**ASSIGNED TASK**
Copy the listing out exactly as shown.

Content starts

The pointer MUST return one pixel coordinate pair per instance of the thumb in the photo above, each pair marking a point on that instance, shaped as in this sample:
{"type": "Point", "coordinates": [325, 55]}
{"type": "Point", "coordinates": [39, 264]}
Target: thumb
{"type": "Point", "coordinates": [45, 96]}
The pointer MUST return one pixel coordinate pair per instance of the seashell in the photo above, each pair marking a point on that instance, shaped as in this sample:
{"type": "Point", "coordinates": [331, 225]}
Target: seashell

Content ends

**WRITTEN REPLY**
The pointer MUST return one pixel coordinate pair per instance of the thumb in the photo above, each pair marking a point on that instance, shaped as in this sample:
{"type": "Point", "coordinates": [325, 55]}
{"type": "Point", "coordinates": [39, 264]}
Target: thumb
{"type": "Point", "coordinates": [45, 96]}
The pointer MUST return one pixel coordinate pair per instance of the seashell in the photo above, each pair marking a point on that instance, shaped as in this sample:
{"type": "Point", "coordinates": [331, 225]}
Target: seashell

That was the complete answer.